SHORT PROBLEM A: Format every line of the records below as a JSON list of strings, one string per line, leaving out blank lines.

TEXT BLOCK:
*-*-*

# Help me with my kit lens and bokeh



## exilarch (Jun 20, 2012)

Hello! I am just starting seriously with photography and I am teaching myself using the manual of my camera and some youtube videos. I want to start applying the "bokeh" effect with my kit lens ( 14-42mm M.Zuiko 1:3.5-5.6 on a Olympus E-PL1). 
Using manual mode I have setted up the lowest possible aperture and adjusted the shutter speed, so that I don't overexpose the photo. I have used manual focus on this particular example using the ring on the front of the lens. 
At the focal length of 18mm the camera allows me to use f4.0 aperture, however I don't get the "bokeh" effect. The lowest possible aperture is at 3.5, as far as I can tell at the focal length of 14mm. 
So I shot another photo at the focal length of 14mm and f 3.5, however I still don't get the shallow depth of field. 
Correct me if I am wrong on the details, but is there a way to do this right? 
I understand that the focus is not perfect, I am still working on that without a viewfinder (they are very-expensive for me) 
What am I missing ? I am attaching the photo 

Here are the properties:

Exposure Time: 1/40 sec.
ISO Speed Rating: 200
Metering Mode: Pattern
Exposure Program: Manual
Focal Length: 14.0 mm


----------



## o hey tyler (Jun 20, 2012)

What area of the photo are you trying to blur? Everything's pretty much on an even focal plane. You'll have more luck at the longer end of your lens at f/5.6 @ 42mm.


----------



## exilarch (Jun 20, 2012)

Hello  		o hey tyler! I am trying to have the mask as the subject and everything else blurred.Here are my results at a focal length of 42mm and f 5.6


----------



## KmH (Jun 20, 2012)

It's called *depth*-of-field for a reason, and by the way, bokeh is something quite different.

The mask is essentially at the same distance as the wall it's hanging on.Assuming you have a APS-C size image sensor in your camera a DoF calculator Online Depth of Field Calculator shows that at a focal length of 42 mm, an aperture of f/5.6 and assuming a focus point that is 7 feet away, what will be in focus, the depth-of-field,  starts 6 feet in front of the camera  and extends to 1 foot behind the point of focus, a total of just under 2 feet. Anything in the scene that is in that 2 foot deep corridor that is approximately parallel to the plane of the image sensor will be in focus.


----------



## AaronLLockhart (Jun 20, 2012)

It doesn't look like there is enough distance between your object of focus and it's surroundings to get the results from bokeh that you are looking for at that focal length. In other words, the door is too close to your mask. 

From a longer focal length, the objects close to your subject are all going to be in focus. To get a shallow DoF, you need the shot at a close range, wide angle and a large aperture, with a fast shutter.

Nikon D5000 | 18-55mm AF-S VR | 50mm 1.8G | HB-47 Hood


----------



## exilarch (Jun 20, 2012)

*-*-*

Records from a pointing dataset
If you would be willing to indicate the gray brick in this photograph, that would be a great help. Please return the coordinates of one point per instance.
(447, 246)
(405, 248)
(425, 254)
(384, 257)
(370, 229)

*-*-*

SHORT PROBLEM B: In the thread about kit lens bokeh, which camera body does exilarch use?

REPLY A:
[
  "If you would be willing to indicate the gray brick in this photograph, that would be a great help. Please return the coordinates of one point per instance.",
  "(447, 246)",
  "(405, 248)",
  "(425, 254)",
  "(384, 257)",
  "(370, 229)"
]

REPLY B: An Olympus E-PL1.